- _ESTRATTO FORNITO_
★ ★ ★
CAMERA DEI DEPUTATI
Giovedì 18 maggio 2017
820.
XVII LEGISLATURA
BOLLETTINO
DELLE GIUNTE E DELLE COMMISSIONI PARLAMENTARI
Finanze (VI)
ALLEGATO

ALLEGATO 1

5-11387 Laffranco: Chiarimenti in merito alle vicende economico – gestionali che hanno portato al commissariamento di Banca Marche.

TESTO DELLA RISPOSTA

  Si risponde all'interrogazione immediata in Commissione concernente la situazione economico-gestionale di Banca Marche. In particolare, gli interroganti fanno riferimento ai criteri di valutazione del rischio di credito la cui applicazione ha determinato le rettifiche di valore – e le conseguenti perdite – registrate nei bilanci 2012 e 2013, all'evoluzione della situazione patrimoniale della banca nel periodo di amministrazione straordinaria ed alle ricapitalizzazioni previste nei piani industriali della gestione pre-commissariamento.
  Al riguardo, la Banca d'Italia, sentita in proposito ha fatto presente che la situazione aziendale della Banca Marche era da tempo all'attenzione dell'istituto, già nella fase antecedente al commissariamento. In particolare, su richiesta della Vigilanza, l'intermediario, a partire dal 2012, ha intrapreso un percorso di rinnovamento degli organi sociali che, in discontinuità con il passato, avevano adottato un approccio di maggiore prudenza nell'esame del portafoglio creditizio, facendo emergere una sottostima dei crediti deteriorati e delle rettifiche di valore, dovuta al debole ruolo del precedente organo amministrativo nella definizione delle policy in materia creditizia.
  Gli accertamenti ispettivi condotti tra il 2012 e il 2013, mirati, tra l'altro, a verificare l'adeguatezza delle rettifiche sul portafoglio deteriorato (provisioning), hanno evidenziato gravi lacune nel processo creditizio, riconducibili alla precedente gestione, con conseguenti riflessi sul corretto apprezzamento del rischio di credito.
  I parametri di valutazione, utilizzati per individuare il valore di recupero dei crediti e di realizzo delle garanzie, hanno tenuto conto nel tempo delle modifiche al quadro economico in cui la banca operava, connotato da sempre maggiori difficoltà di rimborso da parte dei prenditori.
  Per quanto concerne la valutazione dei crediti, la Banca d'Italia ha osservato che l'emersione progressiva delle perdite, realizzata a partire dal 2012, è derivata dall'esame analitico delle prospettive di recupero dei crediti erogati dalla banca, esteso a partire da quelli classificati come maggiormente problematici fino ad essere realizzato sull'intero portafoglio.
  Le consistenti rettifiche di valore nette su crediti, iscritte nel bilancio consolidato 2012 e nel primo semestre del 2013, hanno comportato la discesa del Total Capital Ratio a livello consolidato al di sotto dei limiti regolamentari. Di conseguenza è stato adottato un provvedimento di gestione provvisoria a seguito del quale è stato disposto il commissariamento dell'intermediario.
★ ★ ★
- _DATI MOSTRATI_
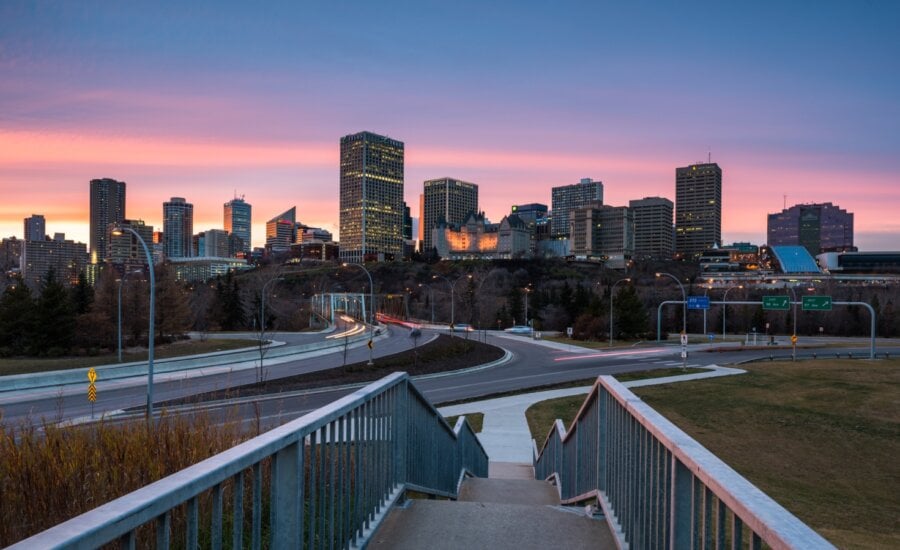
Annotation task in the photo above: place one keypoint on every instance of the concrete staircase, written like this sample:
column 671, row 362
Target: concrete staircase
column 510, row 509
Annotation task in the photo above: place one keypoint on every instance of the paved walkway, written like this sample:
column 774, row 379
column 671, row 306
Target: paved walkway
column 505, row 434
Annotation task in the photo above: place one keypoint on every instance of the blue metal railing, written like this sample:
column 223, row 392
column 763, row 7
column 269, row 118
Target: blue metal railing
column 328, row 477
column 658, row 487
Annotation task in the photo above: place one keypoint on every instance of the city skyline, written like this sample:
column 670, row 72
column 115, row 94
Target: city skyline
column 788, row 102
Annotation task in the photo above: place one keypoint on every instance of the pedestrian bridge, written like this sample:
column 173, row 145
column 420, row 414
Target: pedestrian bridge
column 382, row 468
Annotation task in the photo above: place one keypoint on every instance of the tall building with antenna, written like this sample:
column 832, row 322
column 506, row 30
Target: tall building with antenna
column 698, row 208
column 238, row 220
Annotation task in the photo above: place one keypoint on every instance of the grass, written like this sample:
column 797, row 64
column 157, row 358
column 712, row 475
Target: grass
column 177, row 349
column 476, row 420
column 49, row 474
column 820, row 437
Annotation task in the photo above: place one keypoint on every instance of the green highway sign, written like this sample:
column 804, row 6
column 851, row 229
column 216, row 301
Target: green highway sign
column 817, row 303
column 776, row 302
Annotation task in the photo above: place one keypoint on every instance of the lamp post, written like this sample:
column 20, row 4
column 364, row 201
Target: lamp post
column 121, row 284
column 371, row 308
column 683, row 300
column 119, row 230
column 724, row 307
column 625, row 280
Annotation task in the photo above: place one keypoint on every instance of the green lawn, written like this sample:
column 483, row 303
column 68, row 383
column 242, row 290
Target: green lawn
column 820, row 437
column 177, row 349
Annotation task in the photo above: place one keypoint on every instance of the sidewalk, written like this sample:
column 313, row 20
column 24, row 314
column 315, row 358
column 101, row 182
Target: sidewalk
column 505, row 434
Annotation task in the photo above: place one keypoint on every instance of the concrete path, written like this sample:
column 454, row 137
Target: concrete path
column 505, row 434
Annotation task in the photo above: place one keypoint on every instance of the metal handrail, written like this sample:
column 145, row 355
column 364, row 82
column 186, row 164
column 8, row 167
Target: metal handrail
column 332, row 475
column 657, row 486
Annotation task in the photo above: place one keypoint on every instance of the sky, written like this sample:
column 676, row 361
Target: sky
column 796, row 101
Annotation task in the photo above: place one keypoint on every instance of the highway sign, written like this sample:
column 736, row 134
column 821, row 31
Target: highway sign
★ ★ ★
- _ESERCIZI_
• a. Indica se ciascuna delle seguenti affermazioni concorda con l'estratto, rispondendo sì o no e citando alla lettera le parole decisive: (i) gli accertamenti ispettivi condotti tra il 2012 e il 2013 hanno rilevato gravi lacune nel processo creditizio; (ii) il rinnovamento degli organi sociali della banca è cominciato nel 2015; (iii) le rettifiche di valore su crediti hanno portato il Total Capital Ratio consolidato sotto i limiti regolamentari.
• b. Secondo l'estratto, a che cosa era dovuta la sottostima dei crediti deteriorati e delle rettifiche di valore?
• c. Trascrivi dall'estratto il passo che inizia con "XVII LEGISLATURA" e termina con "commissariamento di Banca Marche.".
Il materiale non ha alcun ruolo in questa parte.

- _RISPOSTE AGLI ESERCIZI_
• a.
(i) Sì: "hanno evidenziato gravi lacune nel processo creditizio, riconducibili alla precedente gestione".
(ii) No: "a partire dal 2012, ha intrapreso un percorso di rinnovamento degli organi sociali".
(iii) Sì: "hanno comportato la discesa del Total Capital Ratio a livello consolidato al di sotto dei limiti regolamentari".

• b. Era dovuta al debole ruolo del precedente organo amministrativo nella definizione delle policy in materia creditizia.

• c.
XVII LEGISLATURA
BOLLETTINO
DELLE GIUNTE E DELLE COMMISSIONI PARLAMENTARI
Finanze (VI)
ALLEGATO

ALLEGATO 1

5-11387 Laffranco: Chiarimenti in merito alle vicende economico – gestionali che hanno portato al commissariamento di Banca Marche.